- _Given task A_: In the bridge case excerpt, why did the plaintiff offer evidence that Rider had warned the city officers against raising the arch? Answer in one to three sentences.
- _Given task B_: Transcribe the stretch of the bridge case excerpt from "1. When a municipal" through "requirement.".
- _Given task C_: Pick up the bridge case excerpt after its final sentence and continue it.

- _Excerpt_:
1. When a municipal corporation is required by its charter to
keep a bridge in repair, if the duty was imposed in consideration
of privileges granted, and if the means to perform it are within
the control of the corporation, such corporation is liable to the
public for an unreasonable neglect to comply with the
requirement.
2. When all the foregoing conditions concur, a corporation is
also liable for injuries to the persons or property of
individuals.
3. This liability extends to injuries arising from neglect to
perform the duty enjoined or from negligence and unskillfulness in
its performance.
This was a writ of error to the Circuit Court of the United
States for the District of Columbia. The plaintiff in error
Page 66 U. S. 40
brought case against the Corporation of Washington for bodily
injuries suffered by him in consequence of being thrown from the
bridge across Rock Creek, at the termination of K Street. On the
trial in the circuit court, the plaintiff proved that the charter
of the city (sec. 13) provided that
"the said corporation shall have the sole control and management
of the bridge, and shall be chargeable with the expenses of keeping
the same in repair, and rebuilding it when necessary."
In May, 1854, the plaintiff, a citizen of Washington, was
crossing the bridge in an omnibus when the bridge broke down, and
he was seriously injured. On part of the defendant, evidence was
given that the bridge had been erected by skillful and scientific
workmen, in good faith, upon a plan patented by the government and
believed to be faultless in principle; that the construction was
thought to be strong and solid, both the work and materials being
of the best description; that the giving way of the bridge was the
result of an accident and of an unknown defect in the plan of it;
that when the bridge was completed, in 1850, its strength and
capacity were amply tested; that a commissioner was appointed by
the corporation of the city to inspect and superintend the bridge,
who performed his duties, but did not discover any defect; that the
corporation had no notice, either through their officer or
otherwise, that the bridge was unsafe, and that in fact there was
no indication of unsoundness in it before the time of its fall.
To rebut this evidence of the defendant, the plaintiff proved
that the bridge was built by Rider, the patentee of the plan, who
warned the officers of the city corporation in vain against
building the arch as high as they proposed to make it; that any
bridge on that plan, unless it be horizontal, is unsafe, and the
insecurity is increased in proportion as the arch is raised; that
within a year after the bridge was put up, the approach to it was
changed at each end, adding thereby about three tons to its weight;
that for several days before it fell, divers persons observed its
unsafe condition.
The defendant prayed the court to instruct the jury that upon
the whole evidence the plaintiff was not entitled to recover, and
the court gave the instructions prayed for. A verdict
Page 66 U. S. 41
and judgment were accordingly given for the defendant, and the
plaintiff sued out this writ of error.

- _Records supplied_:
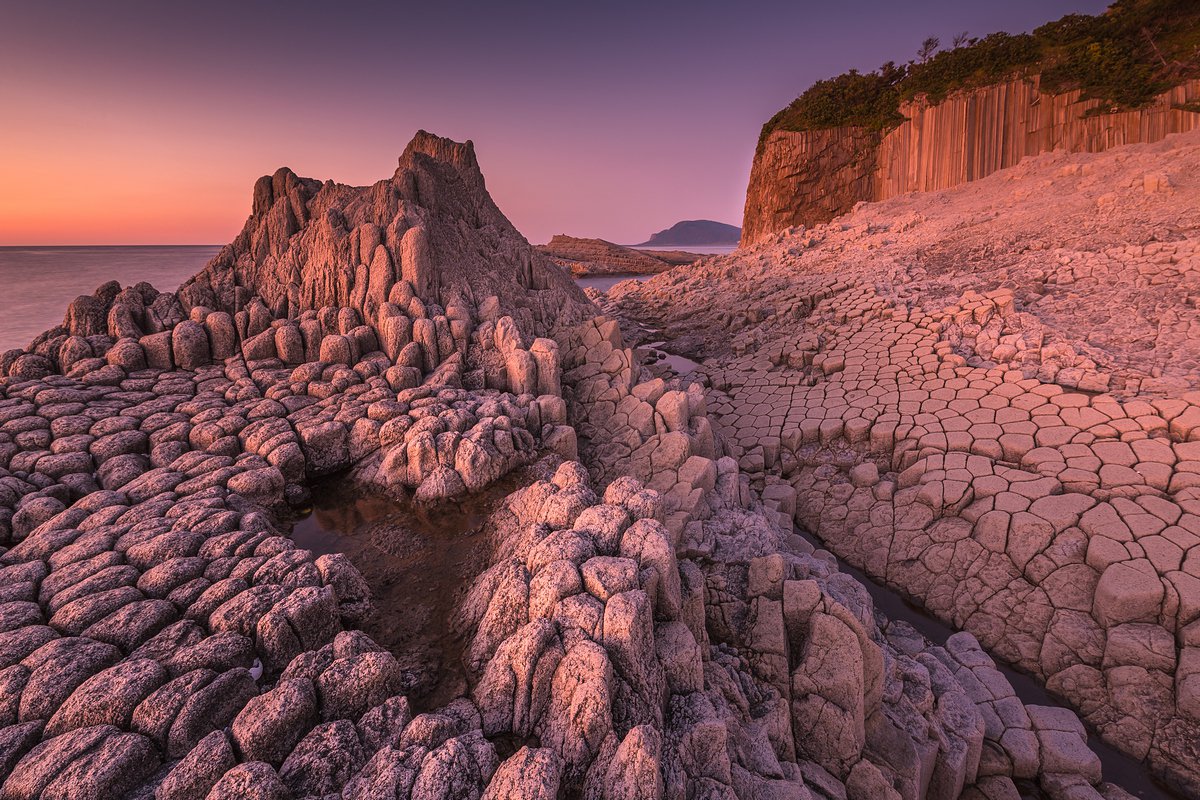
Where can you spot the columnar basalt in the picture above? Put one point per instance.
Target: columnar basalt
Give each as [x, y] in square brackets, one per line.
[807, 178]
[985, 398]
[646, 627]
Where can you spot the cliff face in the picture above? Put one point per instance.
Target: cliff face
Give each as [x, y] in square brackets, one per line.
[811, 176]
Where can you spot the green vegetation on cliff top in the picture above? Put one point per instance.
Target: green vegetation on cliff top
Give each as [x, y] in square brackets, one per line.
[1123, 58]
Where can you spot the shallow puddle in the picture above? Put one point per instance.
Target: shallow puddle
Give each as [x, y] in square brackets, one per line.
[681, 365]
[1119, 768]
[419, 561]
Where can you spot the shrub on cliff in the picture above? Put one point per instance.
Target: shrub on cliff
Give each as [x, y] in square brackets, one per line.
[1123, 58]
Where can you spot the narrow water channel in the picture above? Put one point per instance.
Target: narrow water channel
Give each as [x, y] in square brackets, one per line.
[1129, 774]
[419, 563]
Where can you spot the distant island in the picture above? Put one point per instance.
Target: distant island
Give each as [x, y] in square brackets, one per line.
[695, 233]
[599, 257]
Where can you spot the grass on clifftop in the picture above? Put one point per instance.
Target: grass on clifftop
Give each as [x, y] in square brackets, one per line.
[1123, 58]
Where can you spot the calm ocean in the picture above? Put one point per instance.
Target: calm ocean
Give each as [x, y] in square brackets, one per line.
[40, 282]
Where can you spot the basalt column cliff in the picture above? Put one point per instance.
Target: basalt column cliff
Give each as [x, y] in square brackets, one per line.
[811, 176]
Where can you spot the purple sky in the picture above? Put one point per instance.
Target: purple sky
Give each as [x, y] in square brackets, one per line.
[125, 122]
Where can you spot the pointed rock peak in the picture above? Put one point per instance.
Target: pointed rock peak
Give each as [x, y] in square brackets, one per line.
[460, 155]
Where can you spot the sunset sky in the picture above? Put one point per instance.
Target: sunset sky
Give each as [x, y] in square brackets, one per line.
[148, 122]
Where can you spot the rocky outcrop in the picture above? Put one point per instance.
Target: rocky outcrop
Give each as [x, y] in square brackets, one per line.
[985, 397]
[600, 257]
[805, 178]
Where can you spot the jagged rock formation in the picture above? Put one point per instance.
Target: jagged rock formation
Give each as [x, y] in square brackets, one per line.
[647, 627]
[695, 233]
[805, 178]
[600, 257]
[985, 397]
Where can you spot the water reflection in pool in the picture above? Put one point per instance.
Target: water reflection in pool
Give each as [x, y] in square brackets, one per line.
[419, 561]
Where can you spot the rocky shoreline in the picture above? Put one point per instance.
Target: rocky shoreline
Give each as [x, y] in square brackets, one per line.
[648, 624]
[984, 398]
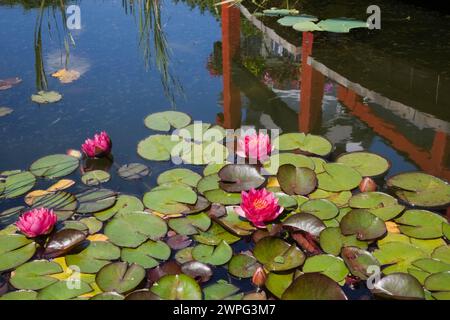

- _Reply A_: The plaintiff offered that evidence to rebut the defendant's evidence. The defendant had claimed that the bridge was skillfully built on a plan believed faultless, that it had no known defect, and that the corporation had no notice it was unsafe.

- _Reply B_:
1. When a municipal corporation is required by its charter to
keep a bridge in repair, if the duty was imposed in consideration
of privileges granted, and if the means to perform it are within
the control of the corporation, such corporation is liable to the
public for an unreasonable neglect to comply with the
requirement.

- _Reply C_:
Page 66 U. S. 45
MR. JUSTICE CLIFFORD.
This is a writ of error to the Circuit Court of the United
States for the District of Columbia.
According to the transcript, the action was trespass on the
case, and was brought by the plaintiff, to recover damages against
the corporation, defendants, on account of certain personal
injuries sustained by him from the falling of a certain bridge
constructed by the authorities of the corporation, and which, as he
alleged, they were bound to keep in good repair, and safe and
convenient for travel.
Referring to the declaration, it will be seen that the plaintiff
alleged, in substance and effect, that at the time and long
before
Page 66 U. S. 46
the bringing of the suit, there was and still is a certain
common and public bridge over Rock Creek leading from K Street
north, in the City of Washington, to Water Street in Georgetown,
and that the defendants had been accustomed to keep the same in
repair, and of right ought to have made such repairs to the same as
to have rendered it safe and convenient for travel by the citizens
generally, whether on foot, or with their horses, carts, carriages,
or other vehicles; nevertheless the plaintiff averred that the
bridge, on the twentieth day of May, 1854, was in an insecure,
unsafe, and dangerous condition by reason of the default and
negligence of the defendants, so that while the plaintiff was then
and there lawfully passing over and across the same in an ordinary
vehicle, the bridge, in consequence of its unsafe and insecure
condition and of the default and negligence of the defendants,
broke, gave way, and fell in, whereby the plaintiff was, with great
force, thrown and precipitated into the creek, and received the
injuries particularly described in the declaration.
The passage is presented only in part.